The impact of this over-centralisation on leadership development has been immense, say insiders. ITC’s famed entrepreneurial culture has developed cracks. Many divisional leaders are now inclined to kick every key decision upward. There’s another source of disquiet. For a while, the company’s employee stock ownership plan (ESOP), started by Deveshwar, helped provide potential huge wealth for employees. Last year, with ESOP schemes under water, the scheme was withdrawn.
While as non-executive chairman Deveshwar had committed to grooming Puri all the way till 2022, the board ought to have reassessed the situation independently. Especially since till the very end, given the power distance between the two, insiders say that even as non-executive chairman, Deveshwar was still very much in charge and Puri simply followed his orders. And that wasn't surprising since Deveshwar had spent almost two decades as executive chairman.
At Virginia House, ITC’s HQ in Kolkata, insiders (and even former employees outside) talk about this in hushed voices. Curiously, even when Puri was elevated as CEO & MD in 2017, he didn’t find a place in most board committees, except for investor relations.
#####
> **Things to do**
1. According to the passage on ITC's leadership, what is the name of ITC's headquarters in Kolkata?
2. Duplicate the stretch of the passage on ITC's leadership from "At Virginia House, ITC’s" through "for investor relations.".
3. Pick up the passage on ITC's leadership after its last sentence and continue it.

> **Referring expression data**
#####
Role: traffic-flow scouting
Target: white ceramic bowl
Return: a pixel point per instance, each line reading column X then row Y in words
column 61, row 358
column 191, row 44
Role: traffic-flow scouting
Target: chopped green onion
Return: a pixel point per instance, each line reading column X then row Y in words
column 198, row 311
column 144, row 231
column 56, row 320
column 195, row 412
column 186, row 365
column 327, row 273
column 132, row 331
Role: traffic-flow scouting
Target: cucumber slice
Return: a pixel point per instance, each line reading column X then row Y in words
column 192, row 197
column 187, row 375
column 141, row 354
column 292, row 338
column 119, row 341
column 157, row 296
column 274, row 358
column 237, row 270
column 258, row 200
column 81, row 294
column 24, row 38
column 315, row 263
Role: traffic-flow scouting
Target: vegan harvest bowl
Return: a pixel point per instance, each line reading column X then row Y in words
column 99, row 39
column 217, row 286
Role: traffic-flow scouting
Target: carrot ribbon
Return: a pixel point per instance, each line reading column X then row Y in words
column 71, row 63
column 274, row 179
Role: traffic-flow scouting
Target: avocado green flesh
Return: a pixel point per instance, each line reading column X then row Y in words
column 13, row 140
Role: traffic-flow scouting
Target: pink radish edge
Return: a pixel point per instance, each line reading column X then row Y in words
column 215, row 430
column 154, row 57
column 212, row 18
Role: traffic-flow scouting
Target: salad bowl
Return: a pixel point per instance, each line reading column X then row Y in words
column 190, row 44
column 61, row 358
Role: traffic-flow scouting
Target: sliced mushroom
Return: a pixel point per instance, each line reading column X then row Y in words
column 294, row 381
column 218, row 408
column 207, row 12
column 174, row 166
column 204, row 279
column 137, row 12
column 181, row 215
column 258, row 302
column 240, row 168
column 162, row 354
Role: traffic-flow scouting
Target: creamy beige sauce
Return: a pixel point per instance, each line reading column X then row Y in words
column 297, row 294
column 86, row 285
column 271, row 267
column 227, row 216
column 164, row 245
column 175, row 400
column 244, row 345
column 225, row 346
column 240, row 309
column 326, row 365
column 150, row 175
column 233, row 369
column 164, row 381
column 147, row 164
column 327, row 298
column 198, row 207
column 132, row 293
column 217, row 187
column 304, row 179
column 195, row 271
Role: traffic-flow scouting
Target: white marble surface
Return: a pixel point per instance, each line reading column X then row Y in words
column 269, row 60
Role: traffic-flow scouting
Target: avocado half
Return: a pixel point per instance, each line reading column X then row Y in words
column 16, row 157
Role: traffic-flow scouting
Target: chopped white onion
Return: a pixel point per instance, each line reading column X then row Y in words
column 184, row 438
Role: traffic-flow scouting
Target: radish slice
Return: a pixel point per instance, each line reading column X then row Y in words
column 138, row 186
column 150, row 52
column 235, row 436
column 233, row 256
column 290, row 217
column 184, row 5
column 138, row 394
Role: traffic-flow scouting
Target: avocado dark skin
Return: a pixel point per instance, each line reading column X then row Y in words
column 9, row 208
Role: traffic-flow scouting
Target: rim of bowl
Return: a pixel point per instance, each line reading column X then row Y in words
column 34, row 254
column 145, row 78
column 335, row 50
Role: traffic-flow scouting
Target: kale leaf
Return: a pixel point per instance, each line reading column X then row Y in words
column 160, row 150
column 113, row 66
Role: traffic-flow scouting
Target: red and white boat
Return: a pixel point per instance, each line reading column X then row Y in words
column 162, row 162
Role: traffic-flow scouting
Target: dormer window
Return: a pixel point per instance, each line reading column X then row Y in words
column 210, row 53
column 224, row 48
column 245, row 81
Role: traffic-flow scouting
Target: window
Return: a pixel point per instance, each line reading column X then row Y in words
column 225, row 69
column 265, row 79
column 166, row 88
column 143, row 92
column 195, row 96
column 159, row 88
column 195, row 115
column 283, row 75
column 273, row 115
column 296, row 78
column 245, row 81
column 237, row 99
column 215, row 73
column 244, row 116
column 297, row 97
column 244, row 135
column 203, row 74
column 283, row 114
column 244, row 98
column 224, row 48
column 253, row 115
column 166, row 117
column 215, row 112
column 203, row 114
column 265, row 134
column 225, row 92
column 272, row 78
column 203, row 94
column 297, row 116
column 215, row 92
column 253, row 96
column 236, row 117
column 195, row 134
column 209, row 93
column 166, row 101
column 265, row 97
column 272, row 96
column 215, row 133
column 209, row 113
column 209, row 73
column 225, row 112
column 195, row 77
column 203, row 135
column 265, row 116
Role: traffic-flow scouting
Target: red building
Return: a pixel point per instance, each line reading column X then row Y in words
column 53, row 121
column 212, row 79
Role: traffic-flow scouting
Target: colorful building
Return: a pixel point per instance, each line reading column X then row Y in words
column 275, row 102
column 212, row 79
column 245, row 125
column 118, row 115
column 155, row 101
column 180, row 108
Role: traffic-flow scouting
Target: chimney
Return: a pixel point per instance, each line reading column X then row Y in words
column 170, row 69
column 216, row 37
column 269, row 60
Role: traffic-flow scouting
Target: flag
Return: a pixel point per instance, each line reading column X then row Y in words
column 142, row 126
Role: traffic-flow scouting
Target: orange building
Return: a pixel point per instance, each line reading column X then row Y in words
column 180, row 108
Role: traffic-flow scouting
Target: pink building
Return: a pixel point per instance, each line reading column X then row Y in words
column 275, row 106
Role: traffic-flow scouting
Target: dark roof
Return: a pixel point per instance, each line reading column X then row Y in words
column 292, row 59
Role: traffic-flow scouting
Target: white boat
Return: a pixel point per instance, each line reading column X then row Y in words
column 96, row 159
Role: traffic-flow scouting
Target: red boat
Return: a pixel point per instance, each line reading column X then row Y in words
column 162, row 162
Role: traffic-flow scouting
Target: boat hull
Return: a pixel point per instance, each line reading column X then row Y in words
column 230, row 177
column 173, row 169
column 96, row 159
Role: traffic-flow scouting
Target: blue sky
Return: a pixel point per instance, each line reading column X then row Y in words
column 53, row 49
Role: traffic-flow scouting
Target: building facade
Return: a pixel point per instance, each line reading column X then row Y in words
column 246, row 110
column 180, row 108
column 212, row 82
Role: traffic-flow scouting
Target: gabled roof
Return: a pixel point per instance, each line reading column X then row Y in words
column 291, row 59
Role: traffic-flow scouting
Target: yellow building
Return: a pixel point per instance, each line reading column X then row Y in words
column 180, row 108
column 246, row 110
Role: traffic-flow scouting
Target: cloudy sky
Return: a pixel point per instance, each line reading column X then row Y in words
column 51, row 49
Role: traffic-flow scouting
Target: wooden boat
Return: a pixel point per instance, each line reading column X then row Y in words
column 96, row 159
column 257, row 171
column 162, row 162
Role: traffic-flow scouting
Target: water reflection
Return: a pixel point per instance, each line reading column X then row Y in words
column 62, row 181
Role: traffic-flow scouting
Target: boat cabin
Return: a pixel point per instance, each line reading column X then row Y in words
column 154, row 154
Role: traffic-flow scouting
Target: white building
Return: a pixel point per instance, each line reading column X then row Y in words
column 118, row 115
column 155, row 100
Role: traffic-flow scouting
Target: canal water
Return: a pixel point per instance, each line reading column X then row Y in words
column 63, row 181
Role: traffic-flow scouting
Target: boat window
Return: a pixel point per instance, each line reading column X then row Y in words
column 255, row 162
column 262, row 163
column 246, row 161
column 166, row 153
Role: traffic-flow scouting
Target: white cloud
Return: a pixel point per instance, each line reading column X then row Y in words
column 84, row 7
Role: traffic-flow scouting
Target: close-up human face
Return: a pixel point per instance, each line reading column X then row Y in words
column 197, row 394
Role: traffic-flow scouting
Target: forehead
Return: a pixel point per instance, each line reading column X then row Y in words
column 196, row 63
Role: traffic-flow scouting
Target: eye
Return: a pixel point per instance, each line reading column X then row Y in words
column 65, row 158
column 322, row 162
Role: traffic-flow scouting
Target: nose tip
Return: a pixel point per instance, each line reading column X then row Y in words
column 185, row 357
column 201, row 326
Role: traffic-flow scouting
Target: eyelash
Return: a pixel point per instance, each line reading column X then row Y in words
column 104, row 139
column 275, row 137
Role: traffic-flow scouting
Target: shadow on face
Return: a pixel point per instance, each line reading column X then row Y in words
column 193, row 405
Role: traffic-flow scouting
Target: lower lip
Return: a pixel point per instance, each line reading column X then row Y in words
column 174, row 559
#####
> **Answers for this exercise**
1. Virginia House

2.
At Virginia House, ITC’s HQ in Kolkata, insiders (and even former employees outside) talk about this in hushed voices. Curiously, even when Puri was elevated as CEO & MD in 2017, he didn’t find a place in most board committees, except for investor relations.

3.
The ITC board ought to have seen this coming. In fact, the signs were apparent a long while ago. I had raised them in a cover story titled The King’s Gambit in Forbes India, back in 2010. It now looks like the chickens are coming home to roost.
The ITC board repeatedly failed to have its say on CEO succession, awarding Deveshwar an unprecedented 23-year tenure at the helm. Now, why is that a worry? The fact is that regular leadership transitions create opportunities for fresh introspection, review, and also much-needed spring-cleaning. But when leaders get unduly long tenures, the consequences on culture and leadership talent can be particularly damaging. Especially, the spectre of over-centralisation and not giving other leaders the space to grow. It remains to be seen whether Puri can step up to the challenge.
Instead of splitting the roles with a non-executive chairman and CEO, the ITC board has decided to combine the two roles. As executive chairman and CEO, Puri has a term only till April 1, 2020. That’s because the Securities and Exchange Board of India (SEBI) makes it mandatory to split the office of the chairman by that date. So what happens on April 1? Will Puri step down as CEO & MD and become non-executive chairman and hand over the reins to B Sumant, who is widely seen as next in line? That would indeed be a piquant outcome, given that Puri was ostensibly being groomed to run ITC. Or will ITC then look for a new non-executive chairman at that time? Either way, the ITC board now faces its acid test.